* **SELECTED PASSAGE**
start

Cloudant advice to new users, from the people who design the product and run the service
So you’re new to IBM Cloudant, but you’re not new to database systems. As a Cloudant offering manager and engineer for the past four years, I’ve had the chance to see the product from all angle—the customers who use it, the engineers that run it, and the folks who support and sell it.
In many ways, this article is inspired by Dimagi’s perspective as users. I’d like to add our perspective as providers of the Cloudant database service and summarize the best—and worst!—practices we see most often in the field.
Rule 0: Understand the API you are targeting
You may use Java, Node.js, or some other use-case specific language or platform that likely comes with convenient client-side libraries that integrate Cloudant access nicely, following the conventions you expect for your tools. This is great for programmer efficiency, but it also hides the API from view.

end

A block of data
start

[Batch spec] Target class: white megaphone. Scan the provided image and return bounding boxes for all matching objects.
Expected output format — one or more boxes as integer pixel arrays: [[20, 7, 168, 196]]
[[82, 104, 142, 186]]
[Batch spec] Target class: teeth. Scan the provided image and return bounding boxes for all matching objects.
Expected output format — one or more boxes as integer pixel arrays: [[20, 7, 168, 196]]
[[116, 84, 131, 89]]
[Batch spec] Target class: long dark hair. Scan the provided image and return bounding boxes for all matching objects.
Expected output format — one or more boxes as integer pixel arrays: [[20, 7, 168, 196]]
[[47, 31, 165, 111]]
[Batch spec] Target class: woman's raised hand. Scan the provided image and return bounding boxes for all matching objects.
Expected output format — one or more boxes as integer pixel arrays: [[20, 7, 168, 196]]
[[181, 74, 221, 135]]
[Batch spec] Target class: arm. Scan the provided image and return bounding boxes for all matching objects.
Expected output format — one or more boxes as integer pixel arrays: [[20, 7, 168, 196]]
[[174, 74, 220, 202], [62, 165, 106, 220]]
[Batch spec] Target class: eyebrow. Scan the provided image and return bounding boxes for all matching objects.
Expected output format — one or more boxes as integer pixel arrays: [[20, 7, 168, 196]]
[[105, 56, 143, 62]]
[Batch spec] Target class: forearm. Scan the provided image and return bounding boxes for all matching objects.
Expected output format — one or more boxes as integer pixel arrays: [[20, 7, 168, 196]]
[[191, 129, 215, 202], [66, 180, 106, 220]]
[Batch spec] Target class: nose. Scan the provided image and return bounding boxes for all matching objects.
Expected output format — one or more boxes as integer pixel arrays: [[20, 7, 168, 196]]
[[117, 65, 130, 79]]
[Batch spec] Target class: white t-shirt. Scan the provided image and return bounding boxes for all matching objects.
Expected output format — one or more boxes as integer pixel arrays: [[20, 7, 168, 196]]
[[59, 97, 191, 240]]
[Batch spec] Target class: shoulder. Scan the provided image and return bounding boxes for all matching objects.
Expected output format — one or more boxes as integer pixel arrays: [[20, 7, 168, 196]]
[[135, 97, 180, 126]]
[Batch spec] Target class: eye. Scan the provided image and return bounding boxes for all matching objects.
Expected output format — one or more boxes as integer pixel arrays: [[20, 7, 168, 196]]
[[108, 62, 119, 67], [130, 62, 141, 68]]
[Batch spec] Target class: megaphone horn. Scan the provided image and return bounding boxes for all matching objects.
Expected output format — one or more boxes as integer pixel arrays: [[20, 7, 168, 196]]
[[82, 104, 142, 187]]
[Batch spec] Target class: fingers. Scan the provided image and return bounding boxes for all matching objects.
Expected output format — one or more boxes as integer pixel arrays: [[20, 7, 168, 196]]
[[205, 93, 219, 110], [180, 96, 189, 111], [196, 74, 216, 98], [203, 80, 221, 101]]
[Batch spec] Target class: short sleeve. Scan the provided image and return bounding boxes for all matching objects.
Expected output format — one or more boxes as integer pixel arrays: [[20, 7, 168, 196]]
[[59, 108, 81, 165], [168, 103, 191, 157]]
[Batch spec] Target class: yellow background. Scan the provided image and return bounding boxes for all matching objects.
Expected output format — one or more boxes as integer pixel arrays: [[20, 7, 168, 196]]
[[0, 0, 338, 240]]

end

* **PROBLEM STATEMENT**
Update the Cloudant advice text by writing out everything from "In many ways, this" down to "in the field." with "perspective" replaced by "viewpoint".

* **SOLUTION**
In many ways, this article is inspired by Dimagi’s viewpoint as users. I’d like to add our viewpoint as providers of the Cloudant database service and summarize the best—and worst!—practices we see most often in the field.